Col. Thomas Crafts Jr. (1740-1799)


Thomas Crafts Jr. was very active in the American Revolution and was one of "The Sons of Liberty" of Boston. He participated in the Boston Tea Party. Thomas (and his younger brother Edward) joined Paddock's Artillery Co. before the war. Later he was a Colonel in the army and commanded an artillery unit, (Massachusetts State Train of Artillery) that included Paul Revere, Thomas Melville, and his brother Edward. He read the Declaration of Independence from the balcony of the Old State House in Boston in 1776. He was a Freemason and a vegetarian. The Crafts family (Croft) had an English title with ties to English royalty.

A biography by James and William Crafts 1897

In January 1741, his father, Thomas Crafts Sr., purchased the house and estate on Back St. (now Salem St.), Boston, and it was in this house that the boy Thomas passed all the earlier years of his life. Following the custom of the period he learned a trade, choosing that of a painter and japanner. When a young man he became greatly interested in the militia, and soon became a prominent actor in the exicting events of the early days of the Revoulution. Brought up in the midst of the stirring scenes of that period, the companion of Paul Revere, Thomas Melville, and other patriots, the story of his life presents the most brilliant records of our (family) history.

****

Task goal: Copy the Thomas Crafts Jr. profile above word for word, from its title line through its last sentence.

****

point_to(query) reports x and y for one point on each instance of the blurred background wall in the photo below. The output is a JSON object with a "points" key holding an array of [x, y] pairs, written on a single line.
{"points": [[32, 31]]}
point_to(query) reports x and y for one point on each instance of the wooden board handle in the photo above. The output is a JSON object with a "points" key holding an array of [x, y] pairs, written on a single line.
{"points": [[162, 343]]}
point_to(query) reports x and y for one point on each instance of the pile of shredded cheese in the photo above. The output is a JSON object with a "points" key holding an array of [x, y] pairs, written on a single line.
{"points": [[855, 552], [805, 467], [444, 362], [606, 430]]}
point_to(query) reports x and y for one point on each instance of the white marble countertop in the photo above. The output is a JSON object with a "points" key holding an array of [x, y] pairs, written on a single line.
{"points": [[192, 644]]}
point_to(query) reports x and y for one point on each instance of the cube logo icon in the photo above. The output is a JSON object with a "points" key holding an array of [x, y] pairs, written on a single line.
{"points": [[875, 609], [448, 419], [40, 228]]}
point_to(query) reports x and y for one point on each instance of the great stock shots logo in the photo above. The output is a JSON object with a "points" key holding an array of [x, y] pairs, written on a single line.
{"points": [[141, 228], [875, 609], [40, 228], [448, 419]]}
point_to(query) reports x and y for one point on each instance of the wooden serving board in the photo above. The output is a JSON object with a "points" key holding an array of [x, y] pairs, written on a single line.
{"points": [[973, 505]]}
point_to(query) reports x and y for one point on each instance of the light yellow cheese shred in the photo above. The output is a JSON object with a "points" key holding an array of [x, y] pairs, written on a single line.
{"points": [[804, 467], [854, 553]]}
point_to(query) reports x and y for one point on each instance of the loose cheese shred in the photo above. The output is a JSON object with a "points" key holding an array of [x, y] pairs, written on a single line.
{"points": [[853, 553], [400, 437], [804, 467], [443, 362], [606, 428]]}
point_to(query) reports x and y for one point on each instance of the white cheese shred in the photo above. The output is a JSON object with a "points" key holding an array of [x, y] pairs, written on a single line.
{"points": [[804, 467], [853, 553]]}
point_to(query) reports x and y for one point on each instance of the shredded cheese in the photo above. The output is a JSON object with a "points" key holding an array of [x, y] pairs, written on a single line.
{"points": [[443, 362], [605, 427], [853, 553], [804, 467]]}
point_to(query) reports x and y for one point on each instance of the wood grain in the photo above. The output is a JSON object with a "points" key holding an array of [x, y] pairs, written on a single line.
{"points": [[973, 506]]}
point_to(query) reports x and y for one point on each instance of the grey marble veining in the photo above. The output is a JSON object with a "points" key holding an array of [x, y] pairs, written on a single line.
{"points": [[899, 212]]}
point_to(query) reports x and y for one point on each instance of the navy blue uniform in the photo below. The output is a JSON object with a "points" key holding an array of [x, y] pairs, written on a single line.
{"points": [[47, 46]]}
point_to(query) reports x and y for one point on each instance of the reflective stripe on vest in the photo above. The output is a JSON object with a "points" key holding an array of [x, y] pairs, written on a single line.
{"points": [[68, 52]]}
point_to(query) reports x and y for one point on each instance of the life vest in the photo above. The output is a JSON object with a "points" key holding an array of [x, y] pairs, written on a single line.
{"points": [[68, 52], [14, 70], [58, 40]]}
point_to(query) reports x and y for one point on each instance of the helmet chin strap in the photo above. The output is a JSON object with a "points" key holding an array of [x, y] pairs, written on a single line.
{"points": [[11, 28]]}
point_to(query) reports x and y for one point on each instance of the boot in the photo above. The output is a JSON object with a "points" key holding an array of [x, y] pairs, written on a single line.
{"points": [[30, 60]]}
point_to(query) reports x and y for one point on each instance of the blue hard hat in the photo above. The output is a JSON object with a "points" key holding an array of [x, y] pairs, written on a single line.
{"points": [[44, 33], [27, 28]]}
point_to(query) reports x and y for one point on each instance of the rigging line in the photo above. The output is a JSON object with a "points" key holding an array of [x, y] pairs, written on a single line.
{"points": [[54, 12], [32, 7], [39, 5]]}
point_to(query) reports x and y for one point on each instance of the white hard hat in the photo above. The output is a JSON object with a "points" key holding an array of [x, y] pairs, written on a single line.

****

Task solution:
Col. Thomas Crafts Jr. (1740-1799)


Thomas Crafts Jr. was very active in the American Revolution and was one of "The Sons of Liberty" of Boston. He participated in the Boston Tea Party. Thomas (and his younger brother Edward) joined Paddock's Artillery Co. before the war. Later he was a Colonel in the army and commanded an artillery unit, (Massachusetts State Train of Artillery) that included Paul Revere, Thomas Melville, and his brother Edward. He read the Declaration of Independence from the balcony of the Old State House in Boston in 1776. He was a Freemason and a vegetarian. The Crafts family (Croft) had an English title with ties to English royalty.

A biography by James and William Crafts 1897

In January 1741, his father, Thomas Crafts Sr., purchased the house and estate on Back St. (now Salem St.), Boston, and it was in this house that the boy Thomas passed all the earlier years of his life. Following the custom of the period he learned a trade, choosing that of a painter and japanner. When a young man he became greatly interested in the militia, and soon became a prominent actor in the exicting events of the early days of the Revoulution. Brought up in the midst of the stirring scenes of that period, the companion of Paul Revere, Thomas Melville, and other patriots, the story of his life presents the most brilliant records of our (family) history.